Object pointing dataset listing
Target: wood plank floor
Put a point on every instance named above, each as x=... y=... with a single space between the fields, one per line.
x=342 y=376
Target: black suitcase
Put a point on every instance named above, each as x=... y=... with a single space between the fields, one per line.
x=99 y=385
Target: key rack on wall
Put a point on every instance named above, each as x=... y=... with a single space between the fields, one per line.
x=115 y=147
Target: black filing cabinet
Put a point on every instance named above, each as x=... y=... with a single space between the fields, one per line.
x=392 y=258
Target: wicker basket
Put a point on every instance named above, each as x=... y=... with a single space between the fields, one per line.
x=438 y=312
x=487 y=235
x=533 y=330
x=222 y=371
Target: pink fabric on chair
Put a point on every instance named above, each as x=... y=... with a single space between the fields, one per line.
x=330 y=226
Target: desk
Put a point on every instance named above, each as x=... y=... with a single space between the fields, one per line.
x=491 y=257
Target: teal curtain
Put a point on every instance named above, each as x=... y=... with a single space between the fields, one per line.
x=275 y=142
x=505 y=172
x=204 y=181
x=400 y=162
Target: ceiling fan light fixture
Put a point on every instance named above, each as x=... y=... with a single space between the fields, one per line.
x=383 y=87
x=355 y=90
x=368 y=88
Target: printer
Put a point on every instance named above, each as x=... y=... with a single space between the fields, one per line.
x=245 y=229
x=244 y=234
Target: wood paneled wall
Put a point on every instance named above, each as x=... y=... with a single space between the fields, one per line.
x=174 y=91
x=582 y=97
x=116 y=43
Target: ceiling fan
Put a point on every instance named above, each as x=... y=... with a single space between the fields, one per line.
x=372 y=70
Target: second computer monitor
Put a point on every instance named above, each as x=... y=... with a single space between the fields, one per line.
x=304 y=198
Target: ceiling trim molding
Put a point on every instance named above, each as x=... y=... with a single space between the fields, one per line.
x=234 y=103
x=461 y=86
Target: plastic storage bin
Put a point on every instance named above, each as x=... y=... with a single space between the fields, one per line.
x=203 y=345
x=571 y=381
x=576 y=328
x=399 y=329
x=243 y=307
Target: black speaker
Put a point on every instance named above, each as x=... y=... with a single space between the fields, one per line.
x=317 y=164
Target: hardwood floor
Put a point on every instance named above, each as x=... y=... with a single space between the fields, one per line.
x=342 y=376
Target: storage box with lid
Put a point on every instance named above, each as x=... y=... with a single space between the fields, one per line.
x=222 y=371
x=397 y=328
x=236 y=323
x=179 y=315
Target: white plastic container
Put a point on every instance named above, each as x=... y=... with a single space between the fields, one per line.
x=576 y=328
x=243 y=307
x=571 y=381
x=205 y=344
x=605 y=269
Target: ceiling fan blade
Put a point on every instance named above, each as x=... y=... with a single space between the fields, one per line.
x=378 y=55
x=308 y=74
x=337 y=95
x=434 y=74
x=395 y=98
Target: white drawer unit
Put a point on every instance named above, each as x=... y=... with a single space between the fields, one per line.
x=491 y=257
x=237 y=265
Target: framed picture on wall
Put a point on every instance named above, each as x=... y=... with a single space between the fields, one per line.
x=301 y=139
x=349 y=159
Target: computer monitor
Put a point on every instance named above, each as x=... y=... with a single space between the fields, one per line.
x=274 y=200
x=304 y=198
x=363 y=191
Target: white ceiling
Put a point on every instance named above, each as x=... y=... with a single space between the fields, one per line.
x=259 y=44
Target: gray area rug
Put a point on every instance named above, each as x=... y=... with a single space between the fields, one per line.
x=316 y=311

_Stated exercise_
Retype every line of the listing above without changing anything.

_The answer_
Target: wood plank floor
Put a point on every instance named above, each as x=... y=... with a single space between the fields, one per line.
x=342 y=376
Target: black suitcase
Put a point on every instance named above, each as x=... y=... with a single space between the fields, one per line.
x=99 y=385
Target: key rack on wall
Put a point on every instance named above, each as x=... y=... with a single space between the fields, one per line.
x=115 y=147
Target: black filing cabinet
Put a point on every instance named above, each as x=... y=... with a single space between the fields, one per line.
x=392 y=258
Target: wicker basket
Put a point on every instance named above, each as x=... y=... with a single space between the fields, one per line.
x=438 y=312
x=487 y=235
x=533 y=330
x=222 y=371
Target: pink fabric on chair
Put a point on every instance named above, each as x=... y=... with a single space between the fields, one per line.
x=330 y=226
Target: desk
Put a point on every instance named above, each as x=... y=... with a single space between the fields, one per line.
x=491 y=257
Target: teal curtain
Put a point on every instance named above, each as x=... y=... with a single space between the fields, one per line.
x=275 y=142
x=505 y=172
x=204 y=181
x=400 y=162
Target: ceiling fan light fixture
Put a point on every instance named above, each as x=... y=... with a single space between the fields, one per line.
x=383 y=87
x=355 y=90
x=368 y=88
Target: printer
Put a point on every instance named above, each as x=... y=... with a single space between the fields, one per line.
x=245 y=229
x=244 y=234
Target: wood paneled wall
Put a point on every instance named above, each as x=... y=... with a single space between the fields, one per line.
x=174 y=91
x=582 y=97
x=116 y=43
Target: ceiling fan
Put a point on every instance named above, each as x=... y=... with a single space between the fields, one per line.
x=372 y=70
Target: second computer monitor
Put a point on every instance named above, each as x=... y=... with a single space between the fields, one per line.
x=304 y=198
Target: ceiling trim molding
Put a point on every instance named above, each as x=... y=... with a single space between the fields, one per line.
x=234 y=103
x=461 y=86
Target: plastic storage bin
Put a point on every instance named above, each as x=... y=... with a single space between the fields, one per line.
x=203 y=345
x=571 y=381
x=576 y=328
x=399 y=329
x=243 y=307
Target: black speaker
Put a point on every instance named above, each as x=... y=... with a single space between the fields, one per line.
x=317 y=164
Target: hardwood floor
Put a point on every instance named above, each as x=... y=... with a single space between the fields, one per line.
x=342 y=376
Target: storage box with lid
Put a point on every instance named above, each as x=... y=... with a single space between the fields, one per line.
x=222 y=371
x=397 y=328
x=236 y=323
x=179 y=315
Target: white plastic container
Put a point on every instance named above, each as x=... y=... with a single space between the fields, one per line.
x=576 y=328
x=243 y=307
x=571 y=381
x=205 y=344
x=605 y=269
Target: ceiling fan blade
Put a point on every instance named above, each as x=... y=... with a single space between the fields, one per line.
x=378 y=55
x=308 y=74
x=337 y=95
x=434 y=74
x=395 y=98
Target: white drawer unit
Put a point on every instance named above, each as x=... y=... with a single space between the fields, one per line.
x=491 y=257
x=237 y=265
Target: framed picture on wall
Put a point on every instance named above, each as x=... y=... with a single space between the fields, one per line.
x=301 y=139
x=349 y=159
Target: computer monitor
Put a point on every instance named above, each as x=... y=... with a single space between the fields, one per line.
x=274 y=200
x=304 y=198
x=363 y=191
Target: white ceiling
Put a point on every instance named above, each as x=... y=... with a single space between the fields, one per line.
x=259 y=44
Target: gray area rug
Put a point on every instance named above, each as x=... y=... with a single space between the fields, one per line.
x=316 y=311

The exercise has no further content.